[begin Given records]

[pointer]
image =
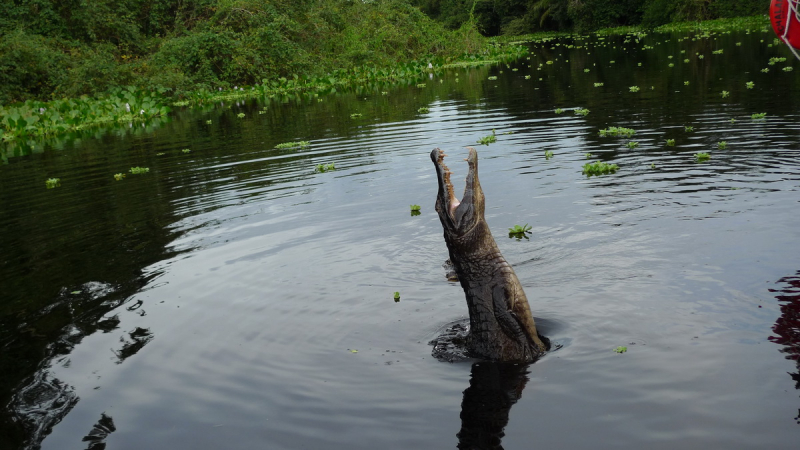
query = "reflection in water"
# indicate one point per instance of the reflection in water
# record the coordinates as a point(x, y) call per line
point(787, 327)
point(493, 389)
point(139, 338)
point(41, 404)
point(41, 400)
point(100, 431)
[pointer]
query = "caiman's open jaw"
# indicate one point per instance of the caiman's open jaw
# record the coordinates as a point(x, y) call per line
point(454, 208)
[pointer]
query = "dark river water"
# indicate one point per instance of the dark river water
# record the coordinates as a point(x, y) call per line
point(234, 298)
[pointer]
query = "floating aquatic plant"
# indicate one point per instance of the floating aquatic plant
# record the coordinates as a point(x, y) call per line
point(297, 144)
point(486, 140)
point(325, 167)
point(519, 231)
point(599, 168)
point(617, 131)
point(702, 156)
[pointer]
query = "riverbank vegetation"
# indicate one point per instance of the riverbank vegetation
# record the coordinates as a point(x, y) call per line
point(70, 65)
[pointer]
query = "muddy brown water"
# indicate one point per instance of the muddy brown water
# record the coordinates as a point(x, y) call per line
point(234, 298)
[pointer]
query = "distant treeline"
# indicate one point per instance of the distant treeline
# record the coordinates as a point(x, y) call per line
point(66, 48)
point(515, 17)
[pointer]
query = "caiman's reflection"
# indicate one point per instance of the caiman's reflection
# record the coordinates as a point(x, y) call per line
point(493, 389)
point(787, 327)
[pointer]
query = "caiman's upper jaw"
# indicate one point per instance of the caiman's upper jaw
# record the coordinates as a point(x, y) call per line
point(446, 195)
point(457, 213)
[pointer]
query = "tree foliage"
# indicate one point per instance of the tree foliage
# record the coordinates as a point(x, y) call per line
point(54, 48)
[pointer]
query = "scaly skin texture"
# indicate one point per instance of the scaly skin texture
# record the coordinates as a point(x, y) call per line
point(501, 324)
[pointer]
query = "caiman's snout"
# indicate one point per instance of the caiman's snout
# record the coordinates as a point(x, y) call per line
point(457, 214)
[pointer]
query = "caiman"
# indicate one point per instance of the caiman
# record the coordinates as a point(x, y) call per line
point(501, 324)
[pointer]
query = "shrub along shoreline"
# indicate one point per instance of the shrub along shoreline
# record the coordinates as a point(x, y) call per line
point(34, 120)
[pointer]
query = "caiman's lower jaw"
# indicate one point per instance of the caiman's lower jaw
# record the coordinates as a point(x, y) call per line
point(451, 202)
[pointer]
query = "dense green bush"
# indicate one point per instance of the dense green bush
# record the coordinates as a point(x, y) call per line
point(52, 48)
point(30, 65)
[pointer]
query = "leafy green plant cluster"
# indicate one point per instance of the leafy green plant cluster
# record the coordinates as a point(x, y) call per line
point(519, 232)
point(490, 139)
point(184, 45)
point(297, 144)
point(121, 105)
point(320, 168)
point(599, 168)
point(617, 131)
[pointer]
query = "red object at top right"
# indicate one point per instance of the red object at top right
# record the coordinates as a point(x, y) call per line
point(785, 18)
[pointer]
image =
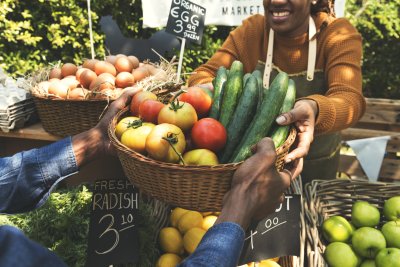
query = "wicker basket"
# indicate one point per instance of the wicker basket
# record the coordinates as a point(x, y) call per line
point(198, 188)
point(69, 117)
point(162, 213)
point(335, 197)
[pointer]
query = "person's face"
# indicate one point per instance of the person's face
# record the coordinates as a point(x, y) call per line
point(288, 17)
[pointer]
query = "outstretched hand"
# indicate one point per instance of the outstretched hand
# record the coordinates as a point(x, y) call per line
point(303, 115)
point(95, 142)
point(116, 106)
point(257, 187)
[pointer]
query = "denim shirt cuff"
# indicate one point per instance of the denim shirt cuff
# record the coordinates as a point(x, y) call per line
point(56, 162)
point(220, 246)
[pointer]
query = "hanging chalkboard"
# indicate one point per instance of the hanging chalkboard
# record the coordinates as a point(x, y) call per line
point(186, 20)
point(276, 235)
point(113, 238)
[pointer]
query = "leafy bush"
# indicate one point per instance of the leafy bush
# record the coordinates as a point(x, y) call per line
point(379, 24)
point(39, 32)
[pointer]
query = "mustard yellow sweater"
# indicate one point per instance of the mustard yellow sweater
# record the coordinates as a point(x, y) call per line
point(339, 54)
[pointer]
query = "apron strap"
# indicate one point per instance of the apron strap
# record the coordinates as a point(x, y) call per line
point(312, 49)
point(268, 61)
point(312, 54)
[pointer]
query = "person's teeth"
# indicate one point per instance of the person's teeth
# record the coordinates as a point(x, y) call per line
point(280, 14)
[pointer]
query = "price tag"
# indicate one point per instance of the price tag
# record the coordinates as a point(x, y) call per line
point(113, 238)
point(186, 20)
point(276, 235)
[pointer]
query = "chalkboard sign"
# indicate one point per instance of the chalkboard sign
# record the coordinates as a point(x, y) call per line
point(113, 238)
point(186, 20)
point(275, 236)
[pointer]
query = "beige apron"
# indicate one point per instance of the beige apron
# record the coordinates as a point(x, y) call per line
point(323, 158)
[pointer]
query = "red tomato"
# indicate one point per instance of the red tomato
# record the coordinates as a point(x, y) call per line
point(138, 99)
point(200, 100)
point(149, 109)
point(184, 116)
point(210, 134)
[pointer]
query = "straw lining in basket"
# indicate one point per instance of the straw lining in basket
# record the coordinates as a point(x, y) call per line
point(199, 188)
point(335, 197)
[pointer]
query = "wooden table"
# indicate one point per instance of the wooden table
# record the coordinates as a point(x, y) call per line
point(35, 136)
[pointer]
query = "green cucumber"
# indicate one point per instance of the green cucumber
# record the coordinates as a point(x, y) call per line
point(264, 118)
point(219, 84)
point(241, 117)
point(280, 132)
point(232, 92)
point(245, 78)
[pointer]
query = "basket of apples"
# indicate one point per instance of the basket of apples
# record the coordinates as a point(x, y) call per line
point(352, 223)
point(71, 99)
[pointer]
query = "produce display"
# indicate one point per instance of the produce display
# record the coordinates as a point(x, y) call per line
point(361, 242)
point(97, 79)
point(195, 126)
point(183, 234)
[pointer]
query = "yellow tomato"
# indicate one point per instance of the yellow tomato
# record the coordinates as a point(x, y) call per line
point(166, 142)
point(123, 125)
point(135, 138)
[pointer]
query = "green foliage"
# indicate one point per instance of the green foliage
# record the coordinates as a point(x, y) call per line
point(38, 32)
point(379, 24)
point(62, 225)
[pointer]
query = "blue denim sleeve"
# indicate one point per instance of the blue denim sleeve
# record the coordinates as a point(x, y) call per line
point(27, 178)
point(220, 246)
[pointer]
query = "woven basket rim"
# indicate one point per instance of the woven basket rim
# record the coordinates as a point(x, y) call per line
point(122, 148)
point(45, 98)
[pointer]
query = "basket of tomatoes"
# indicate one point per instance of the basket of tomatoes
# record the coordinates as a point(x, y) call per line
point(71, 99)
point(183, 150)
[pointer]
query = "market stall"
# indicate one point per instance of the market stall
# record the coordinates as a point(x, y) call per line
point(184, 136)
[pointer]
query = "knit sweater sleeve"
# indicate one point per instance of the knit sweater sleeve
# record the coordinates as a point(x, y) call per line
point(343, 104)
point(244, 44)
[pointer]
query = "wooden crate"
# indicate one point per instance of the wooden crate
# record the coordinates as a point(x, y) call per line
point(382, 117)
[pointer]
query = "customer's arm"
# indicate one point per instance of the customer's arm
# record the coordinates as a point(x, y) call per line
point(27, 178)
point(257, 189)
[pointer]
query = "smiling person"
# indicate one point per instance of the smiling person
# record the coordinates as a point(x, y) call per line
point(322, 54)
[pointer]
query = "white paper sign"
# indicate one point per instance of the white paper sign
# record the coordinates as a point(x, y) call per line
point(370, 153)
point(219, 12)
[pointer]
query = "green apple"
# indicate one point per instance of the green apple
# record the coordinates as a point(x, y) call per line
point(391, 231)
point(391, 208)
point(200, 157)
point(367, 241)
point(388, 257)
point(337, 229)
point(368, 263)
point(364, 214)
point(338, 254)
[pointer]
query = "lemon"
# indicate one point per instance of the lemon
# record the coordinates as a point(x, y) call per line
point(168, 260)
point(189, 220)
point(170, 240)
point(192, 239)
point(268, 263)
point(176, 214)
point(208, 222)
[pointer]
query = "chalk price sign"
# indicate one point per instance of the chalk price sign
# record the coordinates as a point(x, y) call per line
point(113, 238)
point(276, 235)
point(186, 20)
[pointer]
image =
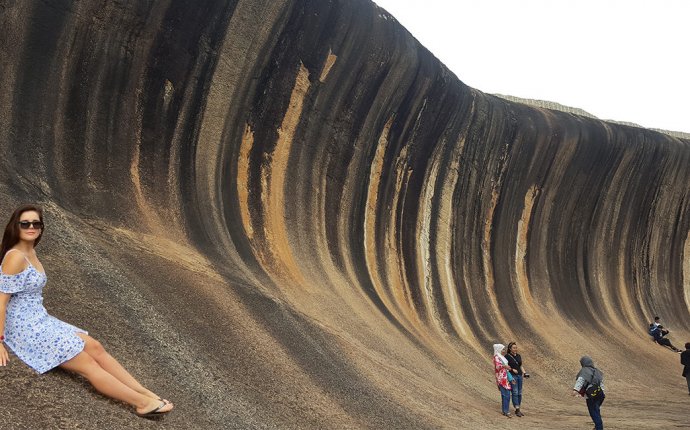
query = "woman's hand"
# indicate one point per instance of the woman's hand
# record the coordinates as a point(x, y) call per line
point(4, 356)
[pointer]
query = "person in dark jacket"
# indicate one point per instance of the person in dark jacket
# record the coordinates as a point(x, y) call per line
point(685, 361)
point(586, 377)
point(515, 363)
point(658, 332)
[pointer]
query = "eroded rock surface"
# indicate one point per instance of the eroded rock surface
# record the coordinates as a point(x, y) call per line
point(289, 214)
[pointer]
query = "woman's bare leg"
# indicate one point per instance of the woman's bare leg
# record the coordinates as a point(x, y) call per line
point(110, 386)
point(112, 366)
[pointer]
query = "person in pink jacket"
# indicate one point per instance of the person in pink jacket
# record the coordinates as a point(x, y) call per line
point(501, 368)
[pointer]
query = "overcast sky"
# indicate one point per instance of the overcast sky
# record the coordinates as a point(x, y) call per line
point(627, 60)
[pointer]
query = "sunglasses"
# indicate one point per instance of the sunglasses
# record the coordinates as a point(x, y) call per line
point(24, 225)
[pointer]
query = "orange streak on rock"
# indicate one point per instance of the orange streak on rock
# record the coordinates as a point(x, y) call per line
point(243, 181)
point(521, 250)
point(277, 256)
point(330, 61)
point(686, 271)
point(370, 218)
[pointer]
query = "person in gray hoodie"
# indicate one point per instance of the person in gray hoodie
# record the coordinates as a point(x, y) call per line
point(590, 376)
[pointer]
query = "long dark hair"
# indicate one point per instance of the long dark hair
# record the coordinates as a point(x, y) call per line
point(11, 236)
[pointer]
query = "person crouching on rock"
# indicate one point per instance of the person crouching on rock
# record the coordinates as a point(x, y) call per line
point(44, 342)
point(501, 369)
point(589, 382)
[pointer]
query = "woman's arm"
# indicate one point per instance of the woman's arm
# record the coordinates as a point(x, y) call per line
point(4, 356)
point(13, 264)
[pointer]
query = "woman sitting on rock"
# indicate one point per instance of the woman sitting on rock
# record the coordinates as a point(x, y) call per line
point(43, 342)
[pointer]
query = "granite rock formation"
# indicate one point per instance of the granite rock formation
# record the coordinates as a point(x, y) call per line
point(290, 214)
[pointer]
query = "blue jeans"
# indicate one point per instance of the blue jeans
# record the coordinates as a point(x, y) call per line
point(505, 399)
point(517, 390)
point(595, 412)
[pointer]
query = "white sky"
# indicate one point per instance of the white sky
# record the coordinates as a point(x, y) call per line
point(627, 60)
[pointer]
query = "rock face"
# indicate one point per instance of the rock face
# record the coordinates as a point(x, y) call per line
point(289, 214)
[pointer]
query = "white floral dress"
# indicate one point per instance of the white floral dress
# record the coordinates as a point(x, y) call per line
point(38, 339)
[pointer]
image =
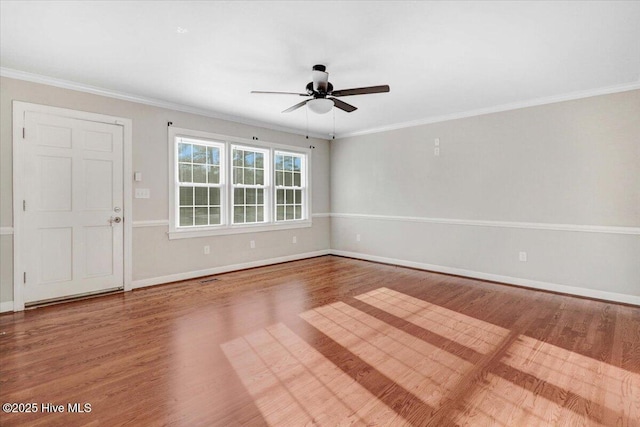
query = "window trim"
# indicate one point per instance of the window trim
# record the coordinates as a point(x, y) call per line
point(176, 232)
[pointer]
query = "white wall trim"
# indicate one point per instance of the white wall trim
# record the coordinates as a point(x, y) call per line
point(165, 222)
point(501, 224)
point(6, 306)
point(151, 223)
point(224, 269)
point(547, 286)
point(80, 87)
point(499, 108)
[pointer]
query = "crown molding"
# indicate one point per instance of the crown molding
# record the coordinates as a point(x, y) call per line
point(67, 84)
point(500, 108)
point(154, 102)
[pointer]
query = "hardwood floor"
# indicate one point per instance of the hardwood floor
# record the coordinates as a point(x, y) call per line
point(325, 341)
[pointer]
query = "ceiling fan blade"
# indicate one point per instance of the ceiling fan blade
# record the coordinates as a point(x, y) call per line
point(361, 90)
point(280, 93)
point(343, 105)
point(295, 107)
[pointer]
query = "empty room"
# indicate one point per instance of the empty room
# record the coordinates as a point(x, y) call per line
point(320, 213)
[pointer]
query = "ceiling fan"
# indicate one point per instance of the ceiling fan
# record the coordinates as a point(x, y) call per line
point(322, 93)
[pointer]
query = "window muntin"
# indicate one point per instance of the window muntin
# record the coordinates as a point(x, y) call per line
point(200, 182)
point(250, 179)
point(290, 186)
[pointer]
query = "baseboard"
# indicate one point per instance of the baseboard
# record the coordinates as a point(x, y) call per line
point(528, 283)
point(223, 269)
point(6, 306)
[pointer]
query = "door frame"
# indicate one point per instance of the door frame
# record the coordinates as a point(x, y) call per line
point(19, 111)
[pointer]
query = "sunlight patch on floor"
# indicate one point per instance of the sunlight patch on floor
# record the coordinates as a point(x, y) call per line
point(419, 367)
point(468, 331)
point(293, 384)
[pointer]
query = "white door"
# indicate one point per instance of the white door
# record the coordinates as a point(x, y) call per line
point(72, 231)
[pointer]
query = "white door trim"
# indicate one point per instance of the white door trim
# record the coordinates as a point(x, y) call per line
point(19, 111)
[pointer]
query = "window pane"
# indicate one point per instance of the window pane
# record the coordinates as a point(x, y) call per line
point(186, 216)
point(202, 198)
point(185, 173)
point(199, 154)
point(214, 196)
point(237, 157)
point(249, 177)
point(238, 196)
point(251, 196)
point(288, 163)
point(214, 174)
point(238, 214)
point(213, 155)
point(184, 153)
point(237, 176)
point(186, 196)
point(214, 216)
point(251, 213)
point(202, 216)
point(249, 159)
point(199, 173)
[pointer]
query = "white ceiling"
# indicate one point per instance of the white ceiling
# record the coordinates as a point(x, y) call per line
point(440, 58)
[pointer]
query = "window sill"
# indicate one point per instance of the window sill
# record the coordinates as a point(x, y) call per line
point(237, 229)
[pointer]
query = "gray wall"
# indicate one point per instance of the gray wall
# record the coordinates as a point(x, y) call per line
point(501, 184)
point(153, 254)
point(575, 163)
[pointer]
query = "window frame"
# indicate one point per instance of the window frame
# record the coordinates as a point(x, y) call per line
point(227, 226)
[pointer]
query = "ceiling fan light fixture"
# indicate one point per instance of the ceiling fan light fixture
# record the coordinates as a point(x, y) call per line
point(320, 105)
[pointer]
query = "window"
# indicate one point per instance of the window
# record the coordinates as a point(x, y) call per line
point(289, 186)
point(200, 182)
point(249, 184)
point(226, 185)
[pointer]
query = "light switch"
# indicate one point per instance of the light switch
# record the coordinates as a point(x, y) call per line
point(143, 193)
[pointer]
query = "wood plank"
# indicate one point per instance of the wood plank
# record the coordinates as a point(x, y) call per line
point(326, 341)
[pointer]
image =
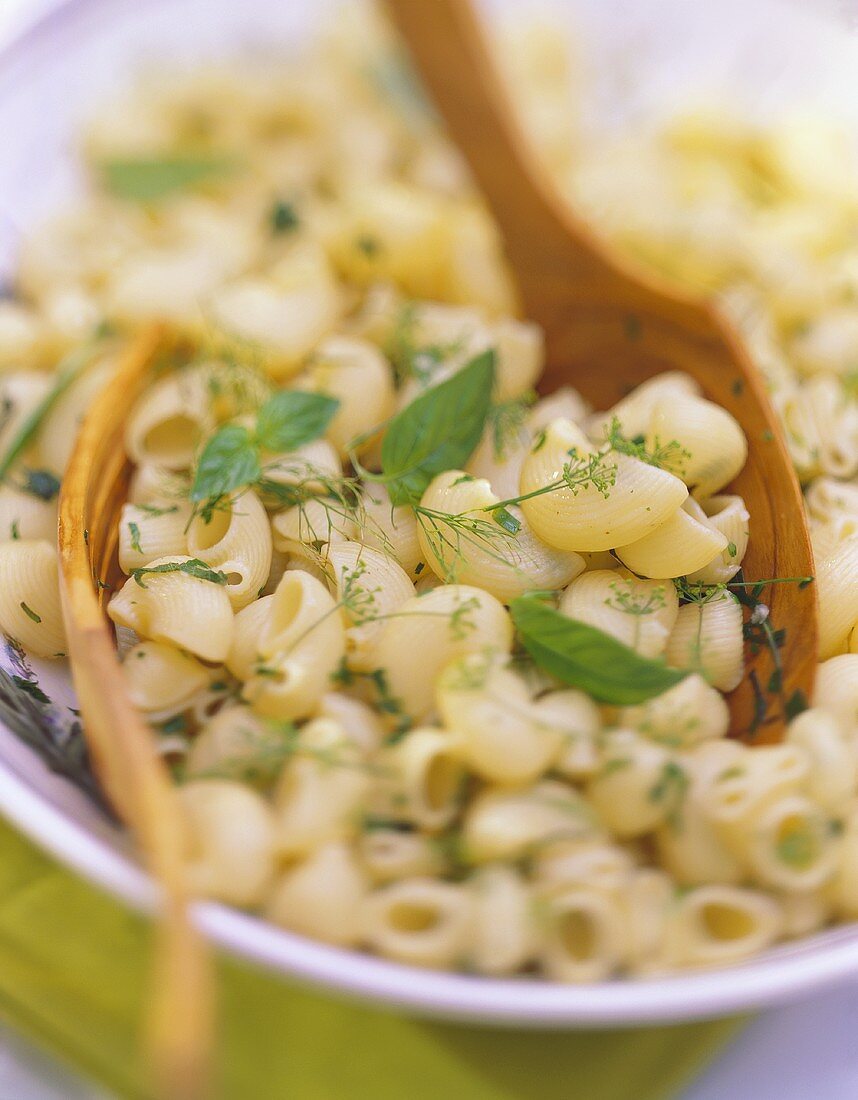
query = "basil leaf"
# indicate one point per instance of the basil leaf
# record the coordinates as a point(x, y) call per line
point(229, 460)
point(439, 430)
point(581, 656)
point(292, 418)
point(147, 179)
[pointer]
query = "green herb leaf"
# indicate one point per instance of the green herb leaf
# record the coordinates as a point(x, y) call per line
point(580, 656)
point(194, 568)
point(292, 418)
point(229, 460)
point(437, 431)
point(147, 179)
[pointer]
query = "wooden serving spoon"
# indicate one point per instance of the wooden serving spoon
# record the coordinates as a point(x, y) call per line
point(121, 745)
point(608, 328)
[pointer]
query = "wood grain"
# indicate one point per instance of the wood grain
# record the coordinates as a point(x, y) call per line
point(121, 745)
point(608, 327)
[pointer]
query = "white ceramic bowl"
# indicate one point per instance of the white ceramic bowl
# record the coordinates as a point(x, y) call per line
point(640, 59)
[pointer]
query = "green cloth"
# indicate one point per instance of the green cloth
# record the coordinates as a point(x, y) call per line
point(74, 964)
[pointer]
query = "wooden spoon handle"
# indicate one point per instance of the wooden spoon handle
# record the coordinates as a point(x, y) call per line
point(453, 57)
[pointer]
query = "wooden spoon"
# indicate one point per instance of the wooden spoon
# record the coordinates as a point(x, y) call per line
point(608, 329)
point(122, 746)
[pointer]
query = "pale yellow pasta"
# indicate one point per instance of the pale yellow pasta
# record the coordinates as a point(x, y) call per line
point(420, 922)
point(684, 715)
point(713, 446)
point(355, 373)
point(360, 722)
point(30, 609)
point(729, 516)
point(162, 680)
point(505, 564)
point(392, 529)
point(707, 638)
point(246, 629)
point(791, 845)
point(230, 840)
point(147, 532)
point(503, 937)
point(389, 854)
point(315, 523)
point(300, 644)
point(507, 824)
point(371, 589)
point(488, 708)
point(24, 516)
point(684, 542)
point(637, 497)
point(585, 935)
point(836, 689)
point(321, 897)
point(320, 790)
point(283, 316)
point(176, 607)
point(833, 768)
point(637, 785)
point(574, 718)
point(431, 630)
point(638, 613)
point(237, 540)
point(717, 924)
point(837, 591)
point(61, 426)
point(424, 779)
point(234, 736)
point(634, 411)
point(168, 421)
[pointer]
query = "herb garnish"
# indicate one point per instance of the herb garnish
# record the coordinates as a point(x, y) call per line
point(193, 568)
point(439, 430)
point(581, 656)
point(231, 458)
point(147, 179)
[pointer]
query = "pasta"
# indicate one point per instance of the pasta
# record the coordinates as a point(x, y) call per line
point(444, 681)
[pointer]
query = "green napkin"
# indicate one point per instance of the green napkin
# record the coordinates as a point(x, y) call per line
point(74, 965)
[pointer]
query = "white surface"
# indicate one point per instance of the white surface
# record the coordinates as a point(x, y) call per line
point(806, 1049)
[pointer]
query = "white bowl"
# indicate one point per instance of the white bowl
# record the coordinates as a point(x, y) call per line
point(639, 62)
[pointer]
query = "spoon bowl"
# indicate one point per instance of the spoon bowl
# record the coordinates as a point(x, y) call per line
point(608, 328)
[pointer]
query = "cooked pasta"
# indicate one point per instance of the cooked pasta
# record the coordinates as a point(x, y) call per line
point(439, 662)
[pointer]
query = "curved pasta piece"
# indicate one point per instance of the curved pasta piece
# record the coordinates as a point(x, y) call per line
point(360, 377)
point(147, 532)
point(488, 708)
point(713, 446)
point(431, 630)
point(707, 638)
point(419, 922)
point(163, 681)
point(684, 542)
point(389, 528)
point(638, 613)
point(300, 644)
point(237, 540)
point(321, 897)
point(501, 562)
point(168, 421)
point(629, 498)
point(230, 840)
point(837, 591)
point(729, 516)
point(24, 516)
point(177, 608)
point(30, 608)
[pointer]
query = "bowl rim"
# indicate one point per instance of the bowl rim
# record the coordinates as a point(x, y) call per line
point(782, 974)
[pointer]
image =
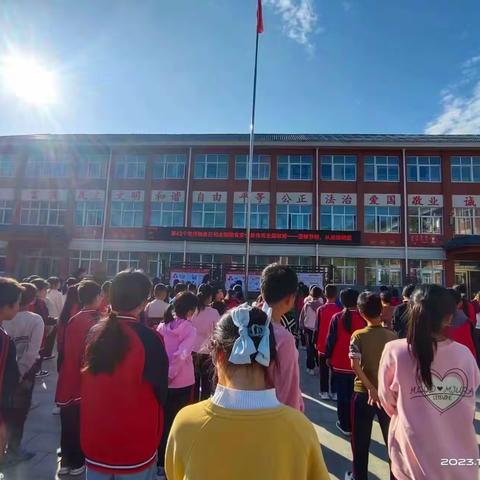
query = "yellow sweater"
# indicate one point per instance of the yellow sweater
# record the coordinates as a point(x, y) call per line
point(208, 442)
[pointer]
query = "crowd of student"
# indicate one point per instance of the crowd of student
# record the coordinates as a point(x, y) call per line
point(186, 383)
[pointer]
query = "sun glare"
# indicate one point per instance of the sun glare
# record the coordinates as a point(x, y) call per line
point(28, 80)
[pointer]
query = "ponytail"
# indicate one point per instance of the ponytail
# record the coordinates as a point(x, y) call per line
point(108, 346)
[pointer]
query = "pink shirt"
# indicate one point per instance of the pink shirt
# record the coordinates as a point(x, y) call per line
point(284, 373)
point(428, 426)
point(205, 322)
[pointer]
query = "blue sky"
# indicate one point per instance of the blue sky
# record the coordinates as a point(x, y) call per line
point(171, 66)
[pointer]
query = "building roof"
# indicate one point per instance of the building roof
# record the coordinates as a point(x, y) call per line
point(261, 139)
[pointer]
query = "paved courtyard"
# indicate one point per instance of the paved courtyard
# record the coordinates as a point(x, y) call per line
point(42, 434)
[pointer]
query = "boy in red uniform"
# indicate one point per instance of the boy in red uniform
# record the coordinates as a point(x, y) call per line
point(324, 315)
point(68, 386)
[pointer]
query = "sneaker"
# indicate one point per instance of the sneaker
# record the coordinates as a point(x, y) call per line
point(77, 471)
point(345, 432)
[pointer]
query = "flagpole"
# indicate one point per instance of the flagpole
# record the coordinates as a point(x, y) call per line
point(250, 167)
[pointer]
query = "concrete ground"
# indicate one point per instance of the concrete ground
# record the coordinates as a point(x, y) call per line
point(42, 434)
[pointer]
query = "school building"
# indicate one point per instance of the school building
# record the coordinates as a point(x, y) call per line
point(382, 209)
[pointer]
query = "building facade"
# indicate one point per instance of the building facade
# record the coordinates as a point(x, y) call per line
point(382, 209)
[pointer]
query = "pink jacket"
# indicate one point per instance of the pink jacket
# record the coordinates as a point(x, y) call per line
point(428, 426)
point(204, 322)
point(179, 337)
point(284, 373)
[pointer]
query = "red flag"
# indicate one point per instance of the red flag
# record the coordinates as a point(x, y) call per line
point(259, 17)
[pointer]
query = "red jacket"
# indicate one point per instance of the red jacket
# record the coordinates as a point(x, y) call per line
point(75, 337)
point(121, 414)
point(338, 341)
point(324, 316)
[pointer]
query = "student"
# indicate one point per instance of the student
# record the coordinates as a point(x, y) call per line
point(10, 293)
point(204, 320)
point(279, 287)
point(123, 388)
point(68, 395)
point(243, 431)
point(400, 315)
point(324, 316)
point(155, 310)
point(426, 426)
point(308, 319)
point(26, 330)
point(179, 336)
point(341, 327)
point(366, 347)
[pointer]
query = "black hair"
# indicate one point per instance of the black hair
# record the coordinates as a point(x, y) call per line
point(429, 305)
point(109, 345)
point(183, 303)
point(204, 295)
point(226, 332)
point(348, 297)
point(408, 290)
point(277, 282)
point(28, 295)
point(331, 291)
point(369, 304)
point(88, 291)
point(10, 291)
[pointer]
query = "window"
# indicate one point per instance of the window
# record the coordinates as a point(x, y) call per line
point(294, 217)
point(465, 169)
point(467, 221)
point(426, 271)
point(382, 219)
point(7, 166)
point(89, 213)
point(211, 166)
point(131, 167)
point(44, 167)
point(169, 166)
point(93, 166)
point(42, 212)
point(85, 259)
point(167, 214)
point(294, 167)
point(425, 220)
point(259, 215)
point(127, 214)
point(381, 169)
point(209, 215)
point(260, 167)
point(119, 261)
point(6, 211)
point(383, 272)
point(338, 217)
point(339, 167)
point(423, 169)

[end Given records]

__Set exercise__: Which lines of the records contain the string "switch"? Extract each of them in full. Matching is case-sensitive.

__Response to the exercise__:
query = "light switch"
# indicate one point per instance of the light switch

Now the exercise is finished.